[BEGIN Extract]

There were plenty of applause lines during the Rose Garden drug pricing event hosted by President Donald Trump and HHS Secretary Alex Azar.

The most important, however, was one delivered by Azar on a surprising topic: direct to consumer advertising. “If we want to have a real market for drugs, why not have them disclose their prices in the ads, too?”

The applause was important not because it was loud or protracted: an earlier line from Trump about making the “middlemen” less “rich” took the honors for longest ovation.

Nor was it important because of the underlying policy. The call to regulate DTC was surprising and unexpected, for sure, but even if it is implemented as outlined – a very big “if” – it is a decidedly small step in the context of proposals that might eliminate rebates, reinvent the PBM model, apply competitive bidding to Part B, and revamp the Part D formulary rules. (Also see "How Drug Promotion Might Change Under Trump's Rx Pricing Plan" - Pink Sheet, 14 May, 2018.)

[END Extract]
[BEGIN Data records]

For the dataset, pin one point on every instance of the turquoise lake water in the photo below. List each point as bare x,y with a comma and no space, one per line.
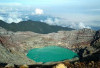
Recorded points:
51,54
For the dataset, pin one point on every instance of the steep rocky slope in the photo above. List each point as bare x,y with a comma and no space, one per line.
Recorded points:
15,45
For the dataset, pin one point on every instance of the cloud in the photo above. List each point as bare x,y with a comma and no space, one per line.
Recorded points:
79,26
39,11
12,17
10,4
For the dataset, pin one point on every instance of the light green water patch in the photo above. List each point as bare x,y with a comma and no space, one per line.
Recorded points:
51,54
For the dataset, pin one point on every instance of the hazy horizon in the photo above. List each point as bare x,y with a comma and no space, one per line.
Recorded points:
73,13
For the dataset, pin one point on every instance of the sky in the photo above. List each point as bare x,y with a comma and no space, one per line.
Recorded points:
78,12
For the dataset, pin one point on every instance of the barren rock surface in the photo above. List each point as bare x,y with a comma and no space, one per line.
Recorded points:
15,45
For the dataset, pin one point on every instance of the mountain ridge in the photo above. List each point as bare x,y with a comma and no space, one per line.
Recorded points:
34,26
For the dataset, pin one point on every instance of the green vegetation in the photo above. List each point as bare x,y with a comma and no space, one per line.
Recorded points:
34,26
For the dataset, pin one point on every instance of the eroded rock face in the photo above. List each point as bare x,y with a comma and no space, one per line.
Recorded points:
14,46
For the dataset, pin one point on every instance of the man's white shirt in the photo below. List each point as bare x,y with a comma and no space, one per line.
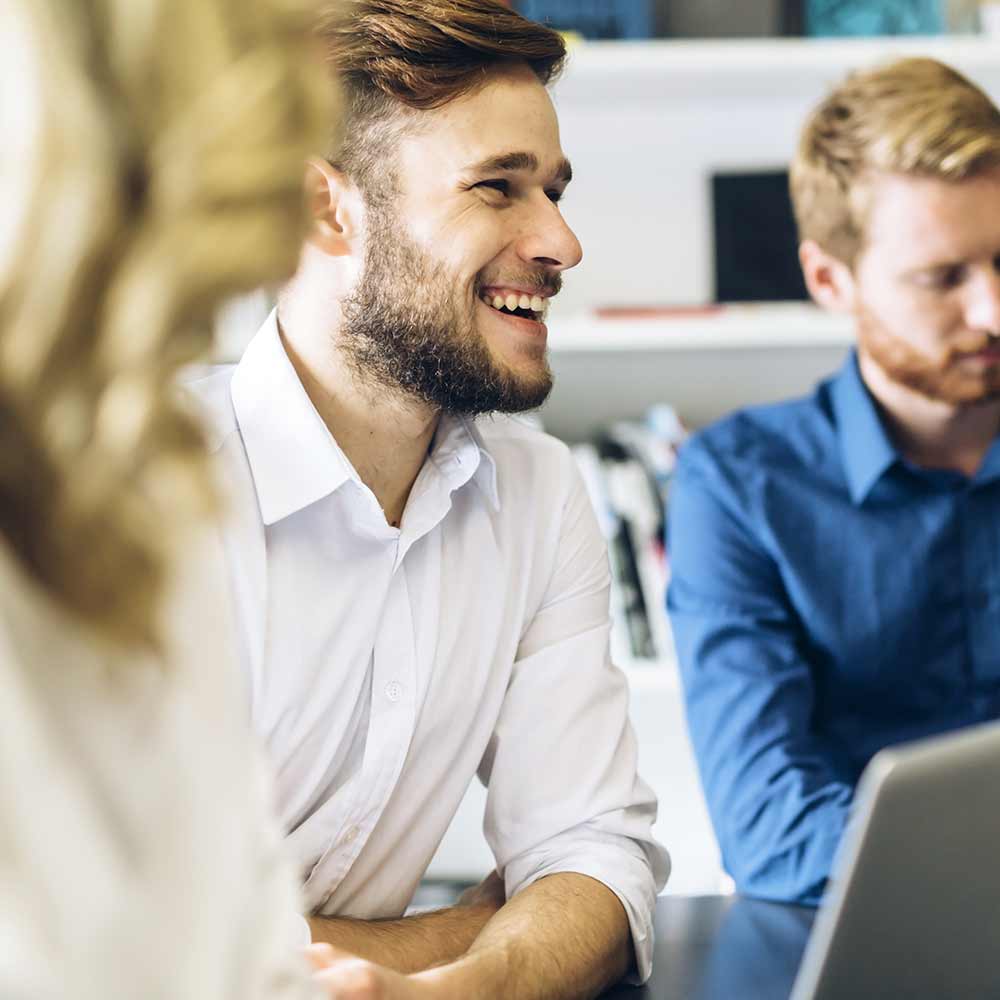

[END Data records]

Problems and tasks |
- a) In the Rose Garden excerpt, whose line drew the longest ovation, and what was it about?
- b) Repeat the Rose Garden excerpt word for word, from "The applause was" up to and including "for longest ovation.".

Exercise results |
- a) Trump's line about making the "middlemen" less "rich" drew the longest ovation.

- b)
The applause was important not because it was loud or protracted: an earlier line from Trump about making the “middlemen” less “rich” took the honors for longest ovation.